(Stored data entries)
============================================================

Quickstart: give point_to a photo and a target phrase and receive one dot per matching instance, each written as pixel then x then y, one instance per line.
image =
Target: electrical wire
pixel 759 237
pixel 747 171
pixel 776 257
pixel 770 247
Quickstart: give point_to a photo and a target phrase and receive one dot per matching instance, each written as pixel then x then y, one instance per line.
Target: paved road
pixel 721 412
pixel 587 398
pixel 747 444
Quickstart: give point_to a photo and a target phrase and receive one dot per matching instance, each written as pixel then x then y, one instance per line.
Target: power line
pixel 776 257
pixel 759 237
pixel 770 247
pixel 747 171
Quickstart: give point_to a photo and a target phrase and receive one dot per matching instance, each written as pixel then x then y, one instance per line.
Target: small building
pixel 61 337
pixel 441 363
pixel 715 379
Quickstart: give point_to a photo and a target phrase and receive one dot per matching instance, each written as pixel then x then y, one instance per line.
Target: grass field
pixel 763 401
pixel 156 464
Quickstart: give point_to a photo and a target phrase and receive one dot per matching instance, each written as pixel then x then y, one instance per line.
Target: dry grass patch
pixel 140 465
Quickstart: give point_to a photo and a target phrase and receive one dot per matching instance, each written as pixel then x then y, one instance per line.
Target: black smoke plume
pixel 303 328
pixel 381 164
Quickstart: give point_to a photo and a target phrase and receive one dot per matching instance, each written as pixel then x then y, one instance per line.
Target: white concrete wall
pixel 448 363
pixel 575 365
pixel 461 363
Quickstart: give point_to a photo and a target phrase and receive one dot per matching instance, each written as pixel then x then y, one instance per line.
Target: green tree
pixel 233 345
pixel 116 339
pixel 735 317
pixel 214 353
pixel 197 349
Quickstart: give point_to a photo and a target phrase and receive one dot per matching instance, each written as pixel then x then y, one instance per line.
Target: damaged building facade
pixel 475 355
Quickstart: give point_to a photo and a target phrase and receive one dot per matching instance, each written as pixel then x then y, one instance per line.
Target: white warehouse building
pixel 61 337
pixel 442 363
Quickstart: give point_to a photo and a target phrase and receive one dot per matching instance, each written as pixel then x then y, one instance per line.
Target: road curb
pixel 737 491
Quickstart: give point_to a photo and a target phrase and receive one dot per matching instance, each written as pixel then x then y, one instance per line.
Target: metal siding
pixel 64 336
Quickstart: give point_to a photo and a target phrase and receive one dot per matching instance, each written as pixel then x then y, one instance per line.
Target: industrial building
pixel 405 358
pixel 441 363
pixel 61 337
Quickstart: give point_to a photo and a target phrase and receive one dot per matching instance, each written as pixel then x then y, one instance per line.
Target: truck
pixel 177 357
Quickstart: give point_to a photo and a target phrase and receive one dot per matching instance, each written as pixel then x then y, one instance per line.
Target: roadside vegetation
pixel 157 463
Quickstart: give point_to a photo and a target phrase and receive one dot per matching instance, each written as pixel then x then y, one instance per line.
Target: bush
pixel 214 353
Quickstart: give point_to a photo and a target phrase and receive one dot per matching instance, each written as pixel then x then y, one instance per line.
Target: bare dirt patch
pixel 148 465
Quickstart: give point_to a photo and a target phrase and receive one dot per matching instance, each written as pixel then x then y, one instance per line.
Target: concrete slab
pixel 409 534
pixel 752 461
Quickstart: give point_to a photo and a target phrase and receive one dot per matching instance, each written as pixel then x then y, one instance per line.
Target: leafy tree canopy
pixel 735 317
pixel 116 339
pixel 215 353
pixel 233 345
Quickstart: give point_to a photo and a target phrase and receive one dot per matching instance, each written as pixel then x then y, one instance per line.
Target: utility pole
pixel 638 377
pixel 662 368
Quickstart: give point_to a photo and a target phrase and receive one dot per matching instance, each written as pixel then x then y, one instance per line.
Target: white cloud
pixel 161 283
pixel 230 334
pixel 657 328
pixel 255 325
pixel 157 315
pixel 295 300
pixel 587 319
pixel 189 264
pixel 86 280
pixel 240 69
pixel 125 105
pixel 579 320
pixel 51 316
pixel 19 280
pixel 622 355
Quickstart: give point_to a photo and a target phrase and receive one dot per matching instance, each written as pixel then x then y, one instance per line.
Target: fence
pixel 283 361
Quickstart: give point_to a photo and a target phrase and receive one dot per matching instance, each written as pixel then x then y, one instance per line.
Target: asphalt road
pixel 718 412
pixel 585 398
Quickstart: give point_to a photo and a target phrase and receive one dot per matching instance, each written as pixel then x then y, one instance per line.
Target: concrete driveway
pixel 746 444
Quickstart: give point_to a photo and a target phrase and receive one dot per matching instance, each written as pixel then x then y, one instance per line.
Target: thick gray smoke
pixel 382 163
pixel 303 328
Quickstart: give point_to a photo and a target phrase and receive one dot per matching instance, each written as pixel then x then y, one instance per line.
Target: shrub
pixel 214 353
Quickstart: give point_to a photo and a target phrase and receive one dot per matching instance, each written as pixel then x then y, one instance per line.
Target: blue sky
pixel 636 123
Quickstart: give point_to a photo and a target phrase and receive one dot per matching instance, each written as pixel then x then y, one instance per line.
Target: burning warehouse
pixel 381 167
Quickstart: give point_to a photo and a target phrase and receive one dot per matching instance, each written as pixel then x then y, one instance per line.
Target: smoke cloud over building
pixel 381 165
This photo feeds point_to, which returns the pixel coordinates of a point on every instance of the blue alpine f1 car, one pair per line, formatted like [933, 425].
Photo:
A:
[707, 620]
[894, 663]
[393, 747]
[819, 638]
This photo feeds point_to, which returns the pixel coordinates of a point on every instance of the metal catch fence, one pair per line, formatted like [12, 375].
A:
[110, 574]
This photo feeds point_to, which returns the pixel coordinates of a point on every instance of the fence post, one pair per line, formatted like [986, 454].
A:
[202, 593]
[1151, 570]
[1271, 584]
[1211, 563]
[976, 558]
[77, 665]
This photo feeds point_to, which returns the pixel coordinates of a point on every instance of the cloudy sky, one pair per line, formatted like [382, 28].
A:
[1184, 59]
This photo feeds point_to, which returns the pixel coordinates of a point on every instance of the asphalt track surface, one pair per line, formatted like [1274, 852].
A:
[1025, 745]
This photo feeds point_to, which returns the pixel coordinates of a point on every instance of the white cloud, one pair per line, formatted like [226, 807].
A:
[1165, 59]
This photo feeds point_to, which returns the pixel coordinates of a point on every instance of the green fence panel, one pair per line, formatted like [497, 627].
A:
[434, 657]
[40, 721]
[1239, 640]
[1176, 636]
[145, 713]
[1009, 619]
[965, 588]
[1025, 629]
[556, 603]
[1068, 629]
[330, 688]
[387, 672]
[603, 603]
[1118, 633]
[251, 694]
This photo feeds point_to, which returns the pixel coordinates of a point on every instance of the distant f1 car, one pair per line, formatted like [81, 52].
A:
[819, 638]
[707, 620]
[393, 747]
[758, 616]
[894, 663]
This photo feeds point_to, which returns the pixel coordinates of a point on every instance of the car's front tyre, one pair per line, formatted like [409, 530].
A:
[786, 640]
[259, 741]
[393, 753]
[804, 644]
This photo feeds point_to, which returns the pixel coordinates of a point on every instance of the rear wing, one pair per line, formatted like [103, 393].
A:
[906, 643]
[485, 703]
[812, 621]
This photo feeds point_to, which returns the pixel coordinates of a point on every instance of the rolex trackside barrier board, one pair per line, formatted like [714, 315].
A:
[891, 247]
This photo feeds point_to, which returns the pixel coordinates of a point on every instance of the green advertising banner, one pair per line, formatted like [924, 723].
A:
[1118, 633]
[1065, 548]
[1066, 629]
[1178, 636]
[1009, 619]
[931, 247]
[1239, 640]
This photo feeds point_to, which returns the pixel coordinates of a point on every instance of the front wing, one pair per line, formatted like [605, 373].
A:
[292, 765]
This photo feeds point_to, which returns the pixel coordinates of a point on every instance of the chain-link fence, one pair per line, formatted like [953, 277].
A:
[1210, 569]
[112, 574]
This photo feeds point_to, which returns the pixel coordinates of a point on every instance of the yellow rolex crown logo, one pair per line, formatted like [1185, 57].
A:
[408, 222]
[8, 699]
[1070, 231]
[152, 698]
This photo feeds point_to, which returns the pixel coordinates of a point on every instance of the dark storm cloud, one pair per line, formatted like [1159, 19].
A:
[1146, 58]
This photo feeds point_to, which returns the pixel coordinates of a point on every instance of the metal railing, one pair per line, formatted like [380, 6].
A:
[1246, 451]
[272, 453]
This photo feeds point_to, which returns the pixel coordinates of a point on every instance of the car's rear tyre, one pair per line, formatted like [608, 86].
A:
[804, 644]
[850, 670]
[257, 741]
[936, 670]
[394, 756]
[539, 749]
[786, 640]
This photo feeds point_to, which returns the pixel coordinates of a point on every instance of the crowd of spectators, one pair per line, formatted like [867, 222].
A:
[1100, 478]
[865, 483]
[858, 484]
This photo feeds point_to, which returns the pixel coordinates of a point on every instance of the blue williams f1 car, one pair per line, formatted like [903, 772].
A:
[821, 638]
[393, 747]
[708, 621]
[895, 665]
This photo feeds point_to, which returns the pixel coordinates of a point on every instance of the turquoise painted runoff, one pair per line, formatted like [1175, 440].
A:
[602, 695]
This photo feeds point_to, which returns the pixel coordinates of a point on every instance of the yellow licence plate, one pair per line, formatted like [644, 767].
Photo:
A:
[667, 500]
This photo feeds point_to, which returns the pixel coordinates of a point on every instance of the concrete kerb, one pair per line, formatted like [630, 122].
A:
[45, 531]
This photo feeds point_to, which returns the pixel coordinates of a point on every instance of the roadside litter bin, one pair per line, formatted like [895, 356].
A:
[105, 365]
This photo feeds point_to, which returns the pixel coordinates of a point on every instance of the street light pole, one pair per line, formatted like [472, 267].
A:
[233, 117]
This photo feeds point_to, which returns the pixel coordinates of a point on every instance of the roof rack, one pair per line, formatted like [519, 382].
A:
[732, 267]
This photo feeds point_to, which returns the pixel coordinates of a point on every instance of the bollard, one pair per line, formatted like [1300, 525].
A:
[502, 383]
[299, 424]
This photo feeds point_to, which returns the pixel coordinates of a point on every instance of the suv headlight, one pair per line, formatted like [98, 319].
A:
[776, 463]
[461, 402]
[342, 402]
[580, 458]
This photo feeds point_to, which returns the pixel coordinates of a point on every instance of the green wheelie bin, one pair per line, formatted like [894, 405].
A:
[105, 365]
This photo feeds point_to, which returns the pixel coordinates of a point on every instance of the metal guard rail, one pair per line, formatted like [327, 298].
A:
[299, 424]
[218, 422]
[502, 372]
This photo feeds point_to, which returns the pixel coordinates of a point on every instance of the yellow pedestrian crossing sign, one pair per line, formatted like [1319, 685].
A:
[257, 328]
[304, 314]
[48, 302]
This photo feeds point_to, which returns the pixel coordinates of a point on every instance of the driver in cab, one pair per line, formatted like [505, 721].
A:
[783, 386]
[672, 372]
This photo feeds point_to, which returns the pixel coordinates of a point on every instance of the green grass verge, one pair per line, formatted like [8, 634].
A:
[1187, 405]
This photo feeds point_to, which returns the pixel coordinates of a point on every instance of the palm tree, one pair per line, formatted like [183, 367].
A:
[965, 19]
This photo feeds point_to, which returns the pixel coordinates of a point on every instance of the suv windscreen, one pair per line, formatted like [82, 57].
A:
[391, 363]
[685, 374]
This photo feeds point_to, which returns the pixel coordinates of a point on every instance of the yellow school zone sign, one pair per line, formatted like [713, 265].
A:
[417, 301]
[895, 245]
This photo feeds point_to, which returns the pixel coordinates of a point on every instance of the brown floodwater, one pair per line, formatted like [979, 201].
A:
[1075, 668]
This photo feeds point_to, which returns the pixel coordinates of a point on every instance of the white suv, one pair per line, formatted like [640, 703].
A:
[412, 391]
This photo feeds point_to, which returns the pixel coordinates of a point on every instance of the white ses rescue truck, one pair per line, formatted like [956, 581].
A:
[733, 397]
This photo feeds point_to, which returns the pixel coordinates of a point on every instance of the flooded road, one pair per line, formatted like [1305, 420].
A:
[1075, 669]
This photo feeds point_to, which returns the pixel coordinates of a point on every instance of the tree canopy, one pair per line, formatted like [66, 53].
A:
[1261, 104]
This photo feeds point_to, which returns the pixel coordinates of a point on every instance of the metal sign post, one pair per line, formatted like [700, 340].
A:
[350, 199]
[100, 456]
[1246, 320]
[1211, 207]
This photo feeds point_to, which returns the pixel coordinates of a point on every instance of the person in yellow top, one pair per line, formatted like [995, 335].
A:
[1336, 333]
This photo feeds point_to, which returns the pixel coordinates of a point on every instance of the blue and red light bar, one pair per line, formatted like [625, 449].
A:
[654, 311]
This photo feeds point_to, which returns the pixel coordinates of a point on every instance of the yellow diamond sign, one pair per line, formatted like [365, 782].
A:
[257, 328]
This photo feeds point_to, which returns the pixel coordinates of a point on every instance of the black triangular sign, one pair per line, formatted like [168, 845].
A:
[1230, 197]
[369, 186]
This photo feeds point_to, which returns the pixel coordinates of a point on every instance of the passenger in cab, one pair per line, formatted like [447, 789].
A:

============================================================

All lines of the records above that contain the word "rear" are to be copied out.

> Exercise result:
This photo feeds point_to, which returns the pixel coordinates of a point on every instance of the rear wing, one pair per line, formatted like [103, 393].
This photo feeds point_to, which returns the pixel coordinates of a point on every instance of the car's rear tyre, one pair per line, formatted like [608, 86].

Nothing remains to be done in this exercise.